(GIVEN ENTRIES)

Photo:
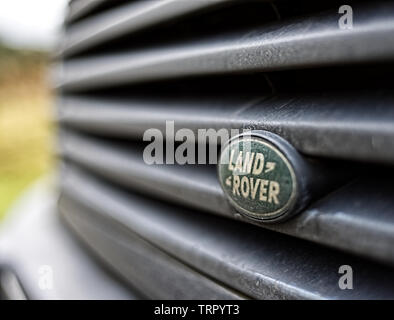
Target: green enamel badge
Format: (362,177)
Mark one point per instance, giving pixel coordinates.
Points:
(257,177)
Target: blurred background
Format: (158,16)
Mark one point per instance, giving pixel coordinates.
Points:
(28,34)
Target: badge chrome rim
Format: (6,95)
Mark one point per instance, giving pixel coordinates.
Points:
(273,216)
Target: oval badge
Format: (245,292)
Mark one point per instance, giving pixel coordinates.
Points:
(257,177)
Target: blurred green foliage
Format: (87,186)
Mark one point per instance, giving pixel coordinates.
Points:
(25,121)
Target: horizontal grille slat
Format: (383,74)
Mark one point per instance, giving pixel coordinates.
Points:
(309,42)
(128,19)
(353,126)
(358,211)
(256,262)
(283,67)
(144,266)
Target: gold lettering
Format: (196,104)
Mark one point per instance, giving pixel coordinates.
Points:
(263,190)
(274,189)
(253,188)
(245,186)
(258,164)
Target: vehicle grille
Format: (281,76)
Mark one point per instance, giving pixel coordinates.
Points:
(281,66)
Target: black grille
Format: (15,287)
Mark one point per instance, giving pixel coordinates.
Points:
(278,66)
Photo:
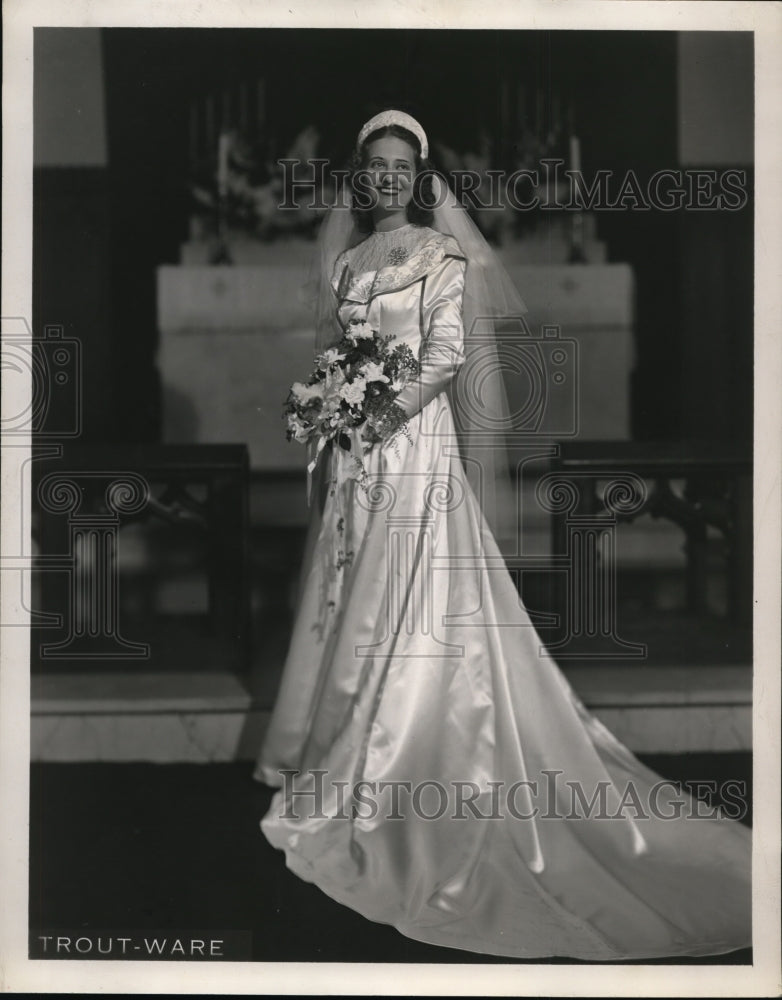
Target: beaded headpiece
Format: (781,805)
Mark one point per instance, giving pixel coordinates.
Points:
(394,118)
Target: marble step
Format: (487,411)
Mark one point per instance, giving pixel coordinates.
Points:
(205,717)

(End GIVEN ENTRIES)

WORK INSTRUCTIONS – Please give the number of lines in the listing above that contain the string "blurred", without anything else.

EXPECTED OUTPUT – 2